Update every item below by swapping "Target" for "Label" and keeping everything else the same. Omit the pictures from your answer.

# DATA PROVIDED:
★ ★ ★ ★
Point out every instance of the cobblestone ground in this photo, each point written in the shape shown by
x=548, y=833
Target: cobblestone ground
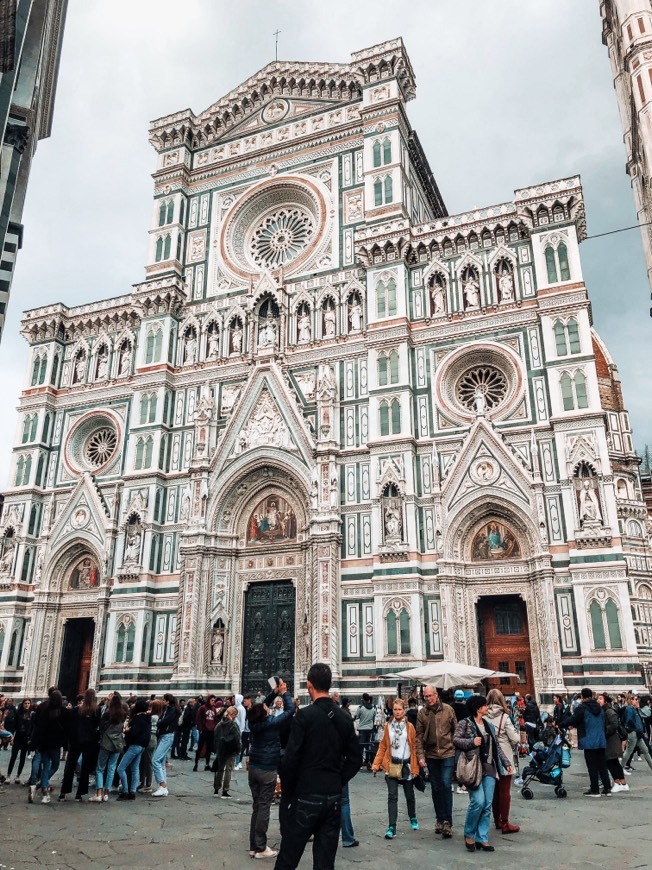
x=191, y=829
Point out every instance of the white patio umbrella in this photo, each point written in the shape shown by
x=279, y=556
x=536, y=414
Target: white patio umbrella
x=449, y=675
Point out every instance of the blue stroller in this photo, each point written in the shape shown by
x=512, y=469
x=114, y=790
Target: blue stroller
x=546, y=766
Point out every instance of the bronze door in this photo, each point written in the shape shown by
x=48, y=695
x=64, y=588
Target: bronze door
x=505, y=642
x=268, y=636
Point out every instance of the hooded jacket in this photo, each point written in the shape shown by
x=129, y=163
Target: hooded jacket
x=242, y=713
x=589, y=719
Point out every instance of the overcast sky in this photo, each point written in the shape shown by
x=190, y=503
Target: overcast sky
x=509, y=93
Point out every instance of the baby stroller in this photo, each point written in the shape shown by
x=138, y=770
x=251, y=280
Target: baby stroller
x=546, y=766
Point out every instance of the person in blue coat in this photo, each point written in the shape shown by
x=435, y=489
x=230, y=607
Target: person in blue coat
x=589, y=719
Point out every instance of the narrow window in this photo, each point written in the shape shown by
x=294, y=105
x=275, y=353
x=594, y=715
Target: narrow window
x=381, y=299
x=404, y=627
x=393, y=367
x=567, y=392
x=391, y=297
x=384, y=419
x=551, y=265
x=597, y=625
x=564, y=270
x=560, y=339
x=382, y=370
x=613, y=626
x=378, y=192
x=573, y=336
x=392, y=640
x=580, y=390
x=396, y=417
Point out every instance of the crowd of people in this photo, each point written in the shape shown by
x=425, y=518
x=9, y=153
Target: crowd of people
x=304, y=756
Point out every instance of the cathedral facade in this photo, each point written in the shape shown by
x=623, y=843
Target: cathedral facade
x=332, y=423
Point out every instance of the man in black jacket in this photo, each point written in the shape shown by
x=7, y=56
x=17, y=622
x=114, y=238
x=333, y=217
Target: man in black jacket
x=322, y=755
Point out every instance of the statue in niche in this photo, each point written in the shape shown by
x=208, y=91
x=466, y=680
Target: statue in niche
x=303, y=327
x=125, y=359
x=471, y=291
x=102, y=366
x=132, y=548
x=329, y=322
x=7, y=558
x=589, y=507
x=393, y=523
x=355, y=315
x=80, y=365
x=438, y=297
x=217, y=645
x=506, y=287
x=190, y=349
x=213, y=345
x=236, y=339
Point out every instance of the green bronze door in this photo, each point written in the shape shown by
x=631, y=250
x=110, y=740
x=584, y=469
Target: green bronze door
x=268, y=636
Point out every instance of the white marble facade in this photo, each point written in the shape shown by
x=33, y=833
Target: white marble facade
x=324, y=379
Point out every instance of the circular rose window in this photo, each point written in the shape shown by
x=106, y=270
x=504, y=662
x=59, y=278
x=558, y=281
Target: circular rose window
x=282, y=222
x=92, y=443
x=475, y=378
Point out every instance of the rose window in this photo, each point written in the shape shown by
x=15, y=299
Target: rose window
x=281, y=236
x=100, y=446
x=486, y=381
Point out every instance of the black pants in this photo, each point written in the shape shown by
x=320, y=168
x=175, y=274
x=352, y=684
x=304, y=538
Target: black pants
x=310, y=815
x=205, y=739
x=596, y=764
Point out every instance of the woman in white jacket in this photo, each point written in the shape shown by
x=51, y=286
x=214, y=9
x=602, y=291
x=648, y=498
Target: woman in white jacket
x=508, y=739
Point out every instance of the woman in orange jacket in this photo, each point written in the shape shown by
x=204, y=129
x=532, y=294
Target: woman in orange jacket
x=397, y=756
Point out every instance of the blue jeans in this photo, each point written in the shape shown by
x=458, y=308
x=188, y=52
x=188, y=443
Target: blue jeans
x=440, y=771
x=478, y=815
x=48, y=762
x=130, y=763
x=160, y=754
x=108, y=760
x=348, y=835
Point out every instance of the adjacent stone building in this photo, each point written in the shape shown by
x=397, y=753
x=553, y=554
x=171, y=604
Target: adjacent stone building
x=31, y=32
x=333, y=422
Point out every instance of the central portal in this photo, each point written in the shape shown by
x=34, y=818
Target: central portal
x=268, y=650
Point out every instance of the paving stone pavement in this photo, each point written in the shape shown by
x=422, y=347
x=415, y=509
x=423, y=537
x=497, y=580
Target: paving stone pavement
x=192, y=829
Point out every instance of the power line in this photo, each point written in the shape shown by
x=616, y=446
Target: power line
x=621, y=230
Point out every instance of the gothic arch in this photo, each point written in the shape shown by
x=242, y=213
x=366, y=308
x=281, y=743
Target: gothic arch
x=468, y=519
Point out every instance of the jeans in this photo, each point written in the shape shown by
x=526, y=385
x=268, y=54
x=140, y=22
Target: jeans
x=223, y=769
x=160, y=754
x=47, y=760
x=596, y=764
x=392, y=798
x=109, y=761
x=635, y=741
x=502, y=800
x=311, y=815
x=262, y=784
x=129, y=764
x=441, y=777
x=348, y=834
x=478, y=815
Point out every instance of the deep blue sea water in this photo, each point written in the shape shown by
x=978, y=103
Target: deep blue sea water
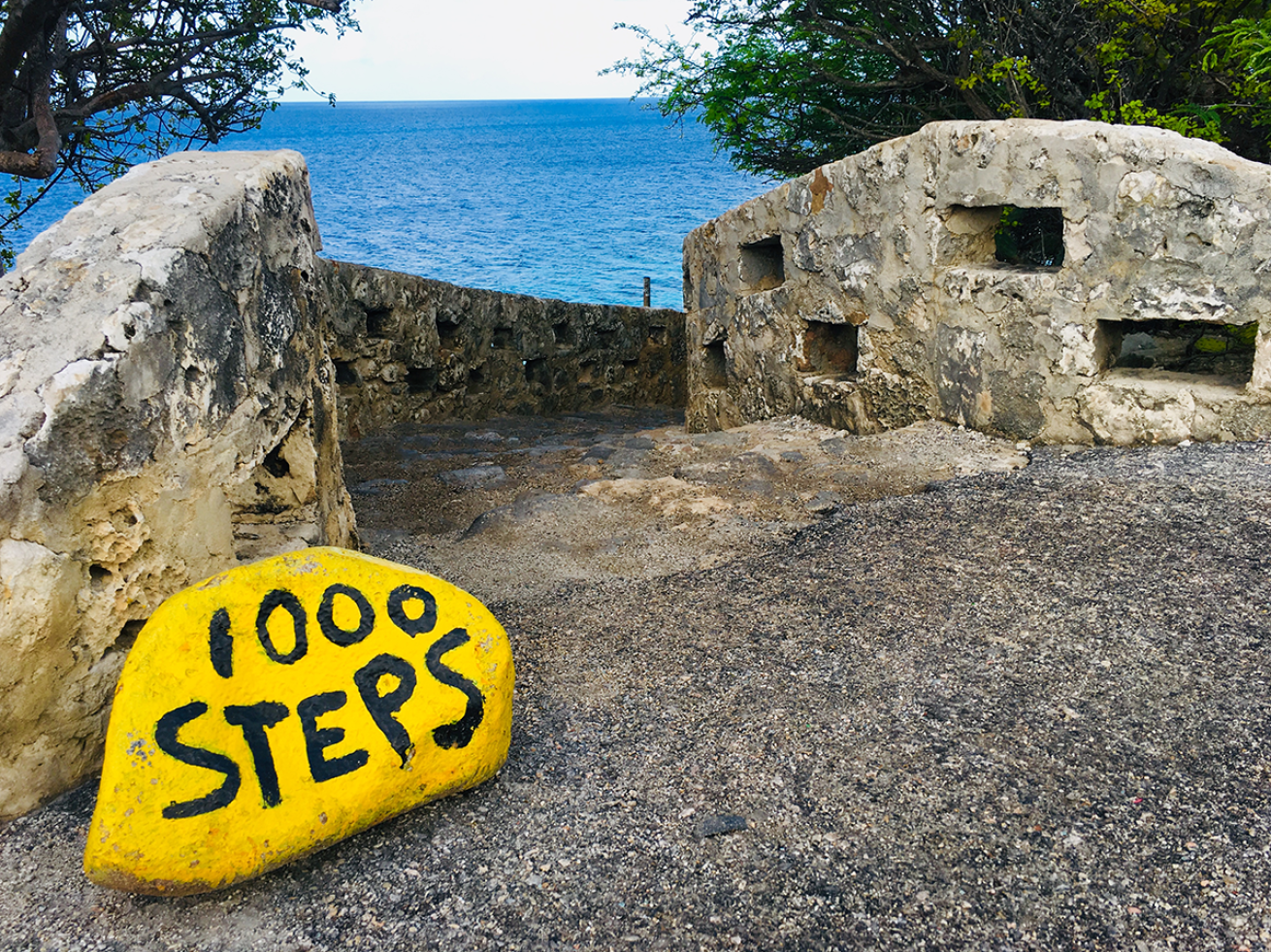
★ ★ ★ ★
# ANSWER TO THIS PROBLEM:
Point out every instance of the cobblestone ground in this photo, each point written in the shape shown by
x=548, y=833
Label: cobblestone ground
x=191, y=829
Point out every instance of the white patio umbrella in this photo, each point written in the shape shown by
x=279, y=556
x=536, y=414
Label: white patio umbrella
x=449, y=675
Point out every instance of the blue stroller in this photo, each point written in the shape shown by
x=512, y=469
x=114, y=790
Label: blue stroller
x=546, y=766
Point out every instance of the bronze door in this photo, each point written in the shape shown by
x=48, y=695
x=64, y=588
Label: bronze door
x=505, y=642
x=268, y=636
Point out every instance of the hooded jacket in this photo, each point written in the shape shown by
x=129, y=163
Label: hooded jacket
x=242, y=713
x=589, y=719
Point out every instance of the overcast sky in this photo, each point written in the shape shown by
x=190, y=503
Label: overcast sky
x=509, y=93
Point out every instance of the baby stroller in this photo, each point written in the shape shown by
x=138, y=770
x=251, y=280
Label: baby stroller
x=546, y=766
Point out every instance of the person in blue coat in this photo, each point written in the shape shown by
x=435, y=489
x=230, y=607
Label: person in blue coat
x=589, y=719
Point out every instance of the narrow window in this photo, each point written in the shape shown by
x=294, y=105
x=275, y=353
x=594, y=715
Label: narrow window
x=381, y=299
x=404, y=627
x=393, y=367
x=567, y=392
x=391, y=297
x=384, y=419
x=551, y=265
x=597, y=625
x=564, y=270
x=560, y=339
x=382, y=370
x=613, y=626
x=378, y=192
x=573, y=336
x=392, y=640
x=580, y=390
x=396, y=417
Point out every instance of the crowd of people in this photo, each point written in the shape shown by
x=425, y=518
x=9, y=153
Label: crowd of people
x=304, y=756
Point out every instance of the cathedral facade in this photo, each point written in the shape shown by
x=623, y=843
Label: cathedral facade
x=332, y=423
Point out every instance of the man in black jacket in this photo, each point written in the shape shown by
x=7, y=56
x=17, y=622
x=114, y=238
x=333, y=217
Label: man in black jacket
x=322, y=755
Point out every instance of the statue in niche in this photo, each point written in the shape shown by
x=208, y=91
x=466, y=680
Label: statue in niche
x=303, y=327
x=125, y=359
x=471, y=291
x=102, y=366
x=132, y=548
x=329, y=322
x=7, y=558
x=589, y=507
x=393, y=523
x=355, y=315
x=80, y=365
x=438, y=297
x=217, y=645
x=506, y=287
x=190, y=349
x=213, y=345
x=236, y=339
Point out every instance of the green bronze door in this photo, each point written in the shape shown by
x=631, y=250
x=110, y=740
x=584, y=469
Label: green bronze door
x=268, y=636
Point out every instance of the white marble facade in this photo, each point written in the shape shown by
x=33, y=833
Label: white marble facade
x=324, y=379
Point out every instance of the circular rose window in this photo, each point written in the shape shown by
x=106, y=270
x=504, y=662
x=59, y=278
x=558, y=281
Label: circular rose window
x=282, y=222
x=92, y=443
x=475, y=378
Point out every instance of the rose window in this photo, each point written in the shape shown by
x=15, y=299
Label: rose window
x=281, y=236
x=100, y=446
x=486, y=381
Point out every instance of the black pants in this photo, each point written in the shape shown by
x=320, y=168
x=175, y=274
x=352, y=684
x=304, y=538
Label: black pants
x=310, y=815
x=205, y=739
x=596, y=764
Point out every instance of the woman in white jacket in this photo, each point written in the shape shown by
x=51, y=286
x=214, y=9
x=602, y=291
x=648, y=498
Label: woman in white jacket
x=508, y=739
Point out every instance of the woman in orange jacket in this photo, each point written in the shape shown by
x=204, y=129
x=532, y=294
Label: woman in orange jacket
x=397, y=756
Point out every instance of the blue jeans in this photo, each point written in the shape shown by
x=458, y=308
x=188, y=52
x=188, y=443
Label: blue jeans
x=440, y=771
x=478, y=815
x=48, y=762
x=130, y=763
x=160, y=754
x=108, y=760
x=348, y=835
Point out every instance of the adjacent stone building in this photo, each point written in the shape shown by
x=397, y=753
x=553, y=554
x=171, y=604
Label: adjacent stone building
x=31, y=32
x=333, y=422
Point out every instance of the central portal in this photo, each point written in the shape shown by
x=34, y=818
Label: central portal
x=268, y=650
Point out every instance of the paving stone pavement in this photo, each point written in the shape shown by
x=422, y=347
x=415, y=509
x=423, y=537
x=497, y=580
Label: paving stone pavement
x=192, y=829
Point out every instance of the power line in this photo, each point written in the shape shown by
x=616, y=446
Label: power line
x=621, y=230
Point out every instance of the gothic arch in this photo, each point written in the shape shown by
x=242, y=213
x=366, y=308
x=281, y=743
Label: gothic arch
x=468, y=519
Point out every instance of the jeans in this photo, each point written in the shape shown by
x=526, y=385
x=268, y=54
x=140, y=22
Label: jeans
x=223, y=769
x=160, y=754
x=47, y=760
x=596, y=764
x=392, y=798
x=109, y=761
x=635, y=741
x=502, y=800
x=311, y=815
x=262, y=784
x=129, y=764
x=441, y=777
x=348, y=834
x=478, y=815
Point out every instance of the deep blue sea water in this photo, each point written in the shape shown by
x=978, y=103
Label: deep blue sea water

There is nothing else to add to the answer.